=== WHAT NEEDS TO BE DONE ===
Reproduce every item below verbatim.

=== SUPPLIED MATERIAL ===

start

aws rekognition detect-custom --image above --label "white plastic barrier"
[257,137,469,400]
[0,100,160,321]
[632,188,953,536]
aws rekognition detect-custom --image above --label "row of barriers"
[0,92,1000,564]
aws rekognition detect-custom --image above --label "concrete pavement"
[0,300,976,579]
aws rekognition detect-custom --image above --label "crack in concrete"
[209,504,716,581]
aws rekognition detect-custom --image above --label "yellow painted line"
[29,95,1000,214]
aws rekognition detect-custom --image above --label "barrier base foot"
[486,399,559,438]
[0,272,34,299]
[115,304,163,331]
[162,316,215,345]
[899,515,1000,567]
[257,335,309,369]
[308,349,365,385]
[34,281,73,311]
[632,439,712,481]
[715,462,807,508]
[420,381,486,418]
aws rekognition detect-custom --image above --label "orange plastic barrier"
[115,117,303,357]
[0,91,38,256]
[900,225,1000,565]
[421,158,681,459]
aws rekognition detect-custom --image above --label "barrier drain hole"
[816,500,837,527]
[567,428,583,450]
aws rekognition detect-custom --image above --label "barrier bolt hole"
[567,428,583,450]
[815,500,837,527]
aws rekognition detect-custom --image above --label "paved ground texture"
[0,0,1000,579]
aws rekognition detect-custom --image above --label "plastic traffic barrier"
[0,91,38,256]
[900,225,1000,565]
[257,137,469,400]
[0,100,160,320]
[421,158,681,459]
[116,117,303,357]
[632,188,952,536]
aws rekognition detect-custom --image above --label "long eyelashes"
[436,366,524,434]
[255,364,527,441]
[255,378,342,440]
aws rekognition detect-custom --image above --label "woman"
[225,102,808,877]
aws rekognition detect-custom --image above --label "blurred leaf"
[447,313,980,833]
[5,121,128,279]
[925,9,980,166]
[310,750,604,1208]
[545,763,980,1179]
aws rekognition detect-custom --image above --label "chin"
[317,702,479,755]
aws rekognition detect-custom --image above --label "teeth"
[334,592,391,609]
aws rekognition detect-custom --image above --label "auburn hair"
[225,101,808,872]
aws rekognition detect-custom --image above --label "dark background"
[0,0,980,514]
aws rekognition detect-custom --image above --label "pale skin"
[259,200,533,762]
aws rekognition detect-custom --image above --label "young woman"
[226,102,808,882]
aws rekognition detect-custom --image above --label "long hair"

end

=== TASK OUTPUT ===
aws rekognition detect-custom --image above --label "white plastic barrier"
[257,137,469,400]
[0,100,160,321]
[632,188,953,536]
aws rekognition detect-custom --image above --label "row of barriers"
[0,92,1000,564]
aws rekognition detect-custom --image above --label "concrete pavement"
[0,300,976,579]
aws rekognition detect-custom --image above --label "crack in concrete"
[209,504,716,581]
aws rekognition detect-custom --image above --label "yellow painted line"
[29,95,1000,214]
aws rekognition detect-custom --image above --label "barrier base foot"
[486,399,559,438]
[0,272,34,299]
[115,304,163,331]
[162,316,215,345]
[899,515,1000,567]
[257,335,309,369]
[308,349,365,385]
[34,281,73,311]
[632,439,712,481]
[715,462,807,508]
[420,381,486,418]
aws rekognition detect-custom --image above --label "orange plastic barrier"
[115,117,303,357]
[0,91,38,256]
[900,225,1000,565]
[421,158,681,459]
aws rekognition detect-custom --image above --label "barrier drain hole"
[816,500,837,527]
[567,428,583,450]
aws rekognition detect-custom --image above --label "barrier bolt hole"
[567,428,583,450]
[815,500,837,527]
aws rekognition detect-custom --image above --label "paved ground texture"
[0,0,1000,579]
aws rekognition detect-custom --image above --label "plastic traffic barrier"
[0,91,38,256]
[900,225,1000,565]
[257,137,469,400]
[0,100,160,320]
[421,158,681,459]
[116,117,303,357]
[632,188,952,536]
aws rekognition detect-custom --image above --label "long eyelashes"
[436,366,524,434]
[255,364,527,441]
[255,378,342,440]
aws rekognition detect-custom --image above --label "woman"
[225,102,808,877]
aws rekognition detect-custom --image above --label "blurred leaf"
[447,313,980,833]
[5,121,128,279]
[925,9,980,166]
[310,750,604,1208]
[545,763,980,1179]
aws rekognition detect-custom --image above --label "chin"
[317,702,479,755]
aws rekognition detect-custom --image above --label "teeth"
[334,592,391,609]
aws rekognition detect-custom --image above --label "auburn hair"
[225,101,808,872]
aws rekognition detect-custom --image above --label "dark background"
[0,0,980,514]
aws rekognition detect-custom --image above --label "pale skin"
[259,200,533,762]
aws rekognition detect-custom --image above --label "young woman"
[226,102,808,882]
aws rekognition detect-custom --image above --label "long hair"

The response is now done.